**** Sección del documento

Pablo Artal*
A primeros de cada mes de octubre la atención se dirige a Estocolmo. Allí, con estudiada pompa, se anuncian los laureados con el premio Nobel. Como saben, estos son unos galardones que se otorgan anualmente desde 1901 para reconocer a quienes hayan realizado investigaciones, descubrimientos o contribuciones notables para la humanidad. En cada una de las categorías científicas, Medicina, Física y Química, el premio lleva asociado una suma de aproximadamente un millón de euros, que normalmente se divide entre un máximo de tres premiados por categoría. Pero, no es solo el dinero lo que confiere a los premios Nobel ese halo especial de prestigio del que gozan.
De hecho, han surgido otros premios en los últimos años que otorgan recompensas económicas similares e incluso muy superiores. Por ejemplo, los premios Kavli o los premios Breakthrough. Estos últimos, con un montante de 3 millones de dólares, fueron promovidos por Yuri Milner, un multimillonario ruso con un doctorado en Física, y contribuyen a ellos otros emprendedores famosos como Sergey Brin o Mark Zuckenberg. Además de estos, se conceden decenas de otros premios prestigiosos en todo el mundo con el loable afán de reconocer la labor de los científicos de diferentes campos.
Los premios cumplen una doble misión, por un lado, son un reconocimiento de las sociedades a quienes hacen posible con su trabajo el desarrollo de la humanidad, y por otro, sirven como acicate para científicos de todo el mundo. Obviamente ninguno de ellos trabaja pensando en llegar a conseguir alguno de estos premios, pero sin duda marcan un camino de excelencia y superación.
Los premios Nobel han adquirido con el tiempo otra importante cualidad. Dan prestigio y lustre a los países y a las instituciones de los laureados. Por ello, aunque se premia a individuos, todos alardean de sus premiados como muestra de un éxito colectivo. Hasta la fecha, 623 personas han recibido el premio Nobel en las disciplinas científicas. De ellas, casi la mitad eran estadounidenses, reflejando el dominio mundial de esta nación durante una buena parte del siglo pasado. El Reino Unido, Alemania y Francia, en este orden, siguen en el número de Nobeles. Y es destacable que países relativamente pequeños, como Suiza, con una población 5 veces menor que España, cuente con 24 premiados. Han sido aquellos países con una ciencia muy desarrollada los que ido acumulando un mayor número de premiados. Es de esperar que, en los próximos años, otros países como China empiecen a obtener más premios como resultado de su ambiciosa apuesta científico-tecnológica.

********

* [Instrucción de trabajo 1] Según el texto sobre los premios Nobel, ¿cuántas personas han recibido hasta la fecha el premio en las disciplinas científicas?
* [Instrucción de trabajo 2] Retome el texto sobre los premios Nobel y continúelo a partir de su última oración.

**** Listado proporcionado

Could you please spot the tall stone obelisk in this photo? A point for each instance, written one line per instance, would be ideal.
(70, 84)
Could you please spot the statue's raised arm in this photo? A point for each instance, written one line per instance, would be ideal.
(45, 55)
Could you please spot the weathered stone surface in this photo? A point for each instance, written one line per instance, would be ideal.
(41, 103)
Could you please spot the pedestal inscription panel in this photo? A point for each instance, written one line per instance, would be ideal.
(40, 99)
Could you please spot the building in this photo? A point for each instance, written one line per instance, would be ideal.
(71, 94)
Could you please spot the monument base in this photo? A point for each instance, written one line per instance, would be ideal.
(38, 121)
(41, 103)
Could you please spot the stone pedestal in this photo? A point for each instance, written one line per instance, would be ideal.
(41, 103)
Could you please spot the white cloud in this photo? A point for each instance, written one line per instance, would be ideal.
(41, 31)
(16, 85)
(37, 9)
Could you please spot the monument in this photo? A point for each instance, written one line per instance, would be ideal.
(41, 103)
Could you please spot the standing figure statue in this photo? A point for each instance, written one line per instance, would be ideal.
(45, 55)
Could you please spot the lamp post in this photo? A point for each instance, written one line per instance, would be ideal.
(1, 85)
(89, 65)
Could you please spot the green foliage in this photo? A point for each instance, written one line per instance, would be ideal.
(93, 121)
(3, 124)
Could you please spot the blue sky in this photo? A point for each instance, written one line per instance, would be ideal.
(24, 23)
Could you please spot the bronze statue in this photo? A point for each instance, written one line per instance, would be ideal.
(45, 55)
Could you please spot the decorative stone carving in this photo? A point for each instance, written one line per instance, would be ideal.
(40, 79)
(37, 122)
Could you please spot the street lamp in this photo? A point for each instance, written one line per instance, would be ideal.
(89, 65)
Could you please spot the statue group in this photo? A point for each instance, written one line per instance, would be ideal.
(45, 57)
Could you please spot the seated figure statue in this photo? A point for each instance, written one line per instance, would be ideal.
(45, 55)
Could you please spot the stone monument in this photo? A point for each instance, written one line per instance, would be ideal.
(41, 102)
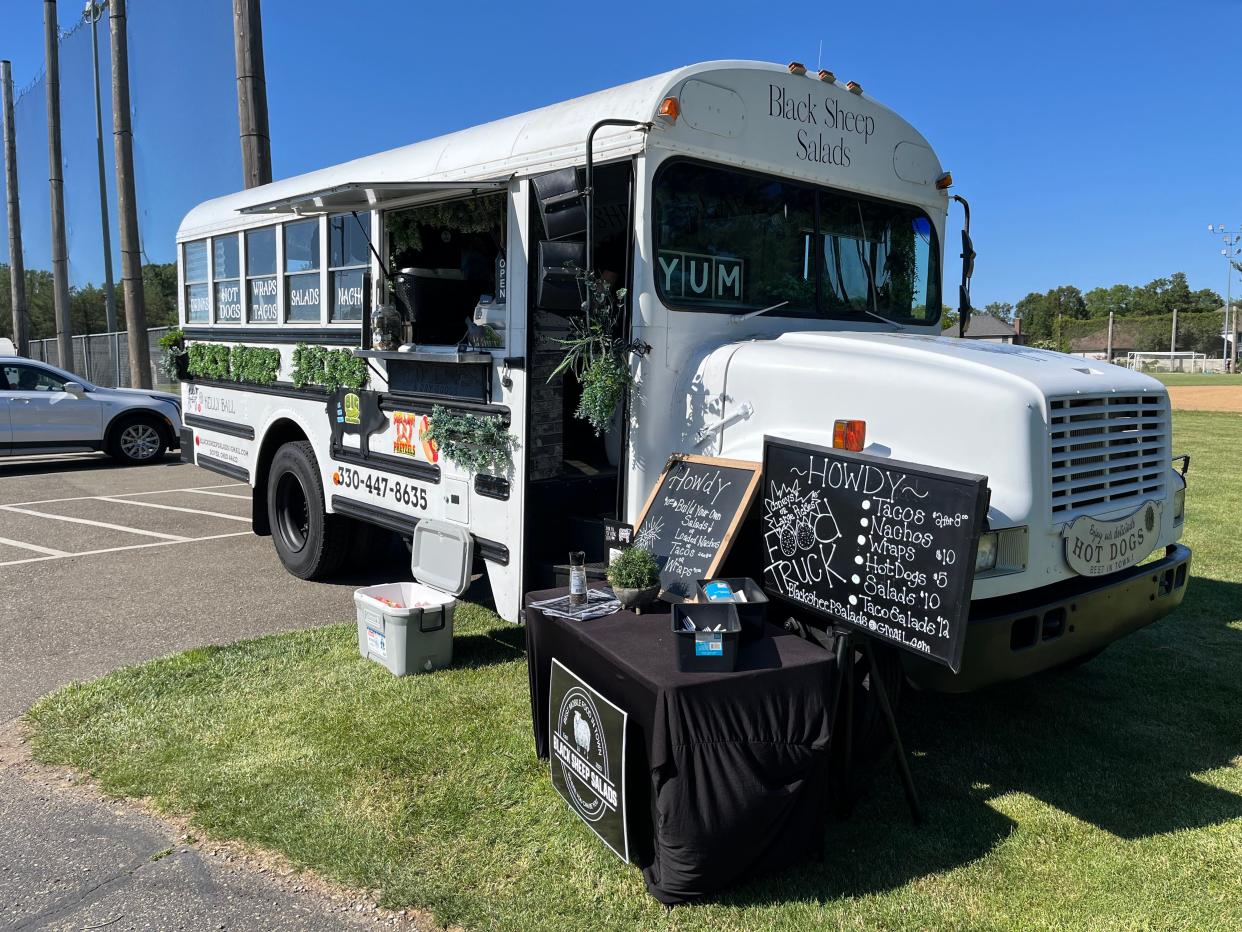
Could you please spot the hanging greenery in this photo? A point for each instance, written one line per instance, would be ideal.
(478, 444)
(596, 354)
(471, 215)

********

* [Resultado del ejercicio 1] 623 personas.

* [Resultado del ejercicio 2]
¿Y cuál es la situación de nuestro país en esta ‘liga de campeones’ del saber? Tristemente, solo un español se encuentra entre los 623 laureados. Y tenemos que remontarnos al año 1906, cuando le fue concedido a don Santiago Ramón y Cajal el premio de Medicina. A veces, se lee o se oye, seguramente para dulcificar este número tan exiguo, que tenemos un segundo Nobel español, don Severo Ochoa. Pero debemos recordar que cuando le fue concedido en 1959 ya llevaba varios años siendo ciudadano norteamericano y que todas sus investigaciones las había hecho en aquel país.
En mi modesta opinión, esta relación, 1 en 623, es la más sangrante de nuestras vergüenzas nacionales. Por lo que representa, un desinterés histórico por desarrollar nuestra propia ciencia y tecnología. Y por lo que implica, ser un país débil con un raquítico peso en el mundo del conocimiento. Curiosamente, este bochorno no parece haber afectado a nuestros dirigentes durante el último siglo, ni tampoco a la mayoría de los ciudadanos.
Salvo la enorme, y también relativamente olvidada, figura de Cajal, se podría argumentar que con nuestro atormentado pasado hasta el final del franquismo, era normal no estar en esa liga. Tampoco lo estuvimos en muchas otras. Recuerden nuestra paupérrima colección de medallas en los Juegos Olímpicos hasta 1992. La diferencia con el deporte es que cuando nuestro país se normalizó en los años 80, se entendió que los resultados tenían que mejorar. Fue, casi, una cuestión de orgullo nacional. Se organizó el programa ADO para ayudar a los deportistas olímpicos en el que se involucró la sociedad y las empresas. Nunca hemos tenido una respuesta similar de los poderes públicos, ni de la sociedad, para mejorar nuestro tejido de conocimiento.
La ciencia española sigue siendo la asignatura pendiente. Envejecida, infrafinanciada y asfixiada por la burocracia sobrevive a base de individualidades quijotescas. Como decía recientemente en una entrevista el investigador Fernando Cossio, «la situación es desesperada, pero no grave».
* Publicado en el diario La Verdad el 29 octubre 2020.